==== Data to use

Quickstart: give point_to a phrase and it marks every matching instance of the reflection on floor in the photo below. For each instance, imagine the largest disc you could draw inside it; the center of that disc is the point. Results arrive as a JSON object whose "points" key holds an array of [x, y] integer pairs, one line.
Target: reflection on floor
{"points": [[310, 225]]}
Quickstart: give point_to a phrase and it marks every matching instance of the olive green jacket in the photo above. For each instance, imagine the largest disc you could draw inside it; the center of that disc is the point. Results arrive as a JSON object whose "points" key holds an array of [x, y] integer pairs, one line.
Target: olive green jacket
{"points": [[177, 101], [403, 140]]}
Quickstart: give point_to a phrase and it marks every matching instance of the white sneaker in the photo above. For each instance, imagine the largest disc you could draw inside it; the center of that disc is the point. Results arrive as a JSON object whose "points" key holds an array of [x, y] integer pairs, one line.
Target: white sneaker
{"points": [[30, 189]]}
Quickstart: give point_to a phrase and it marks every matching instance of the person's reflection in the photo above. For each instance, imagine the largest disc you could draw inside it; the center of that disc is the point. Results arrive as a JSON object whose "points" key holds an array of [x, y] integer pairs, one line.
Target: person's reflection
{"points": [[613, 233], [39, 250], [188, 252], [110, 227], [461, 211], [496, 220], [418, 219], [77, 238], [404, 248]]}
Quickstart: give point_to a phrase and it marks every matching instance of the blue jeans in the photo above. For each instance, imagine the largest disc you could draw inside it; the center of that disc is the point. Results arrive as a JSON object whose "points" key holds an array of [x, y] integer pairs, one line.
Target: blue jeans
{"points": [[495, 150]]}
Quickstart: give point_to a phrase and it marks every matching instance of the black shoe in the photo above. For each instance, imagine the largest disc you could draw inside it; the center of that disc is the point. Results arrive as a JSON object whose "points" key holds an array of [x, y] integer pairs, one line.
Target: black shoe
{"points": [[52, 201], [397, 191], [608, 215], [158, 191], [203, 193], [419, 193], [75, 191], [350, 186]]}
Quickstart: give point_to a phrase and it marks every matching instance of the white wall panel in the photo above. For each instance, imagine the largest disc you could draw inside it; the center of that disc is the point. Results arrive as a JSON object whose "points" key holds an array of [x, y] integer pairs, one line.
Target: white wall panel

========

**Problem to work on:** Print every entry exactly as it appears.

**Written response:**
Quickstart: give point_to a phrase and it marks every matching instance of the reflection on floor in the photo below. For each instance, imagine the largest disc you could draw inside it; the center of that disc is the point. Results arrive as a JSON object whose "points" key holds an array of [x, y] integer pairs, one line.
Target: reflection on floor
{"points": [[310, 225]]}
Quickstart: give point_to a phrase and it marks every matching instance of the olive green jacket in the photo above. For each instance, imagine the largest disc you could draw inside it; the center of that disc is the point. Results arrive as a JSON object whose "points" key holds an array of [x, y] integer pairs, one line.
Target: olive green jacket
{"points": [[177, 101], [403, 140]]}
Quickstart: give point_to a phrase and it marks every matching instance of the white sneaker in the photo above. For each instance, imagine the largest disc you could draw inside it; the center of that disc is the point. Results arrive as a JSON object whose "points" key holds an array of [x, y] integer pairs, one line.
Target: white sneaker
{"points": [[30, 189]]}
Quickstart: give point_to a phrase and it marks every matching instance of the person's reflection in the photo above. For each instance, imagine the largest disc you could draw inside it; the center of that disc is the point. Results arrive as a JSON object whose "points" key holds an array of [x, y] integer pairs, one line.
Target: person's reflection
{"points": [[613, 233], [39, 250], [188, 252], [110, 227], [461, 211], [496, 220], [418, 219], [77, 238], [404, 248]]}
Quickstart: give point_to a phrase and it marks every matching instance of the blue jeans in the photo above. For each instance, imagine the largest disc you could draw inside it; the center of that disc is the point. Results arrive as a JSON object whose "points" key holds an array of [x, y] integer pairs, one line.
Target: blue jeans
{"points": [[495, 150]]}
Quickstart: give point_to a phrase and it marks every matching instance of the black shoe in the photo above. For each instance, imagine the largest disc you could draw inside it; the center of that disc is the point. Results arrive as a JSON object whose "points" key holds an array of [x, y] integer pairs, one line.
Target: black shoe
{"points": [[52, 201], [397, 191], [608, 215], [158, 191], [203, 193], [419, 193], [75, 191], [350, 186]]}
Quickstart: give point_to a phrase and it marks every matching instance of the white wall panel in the photo above. For each instance, imagine the largest disc you could draw inside it; the center of that disc is the point. Results arrive as a JSON object whose "points" key holds an array of [x, y] integer pairs, one line.
Target: white wall panel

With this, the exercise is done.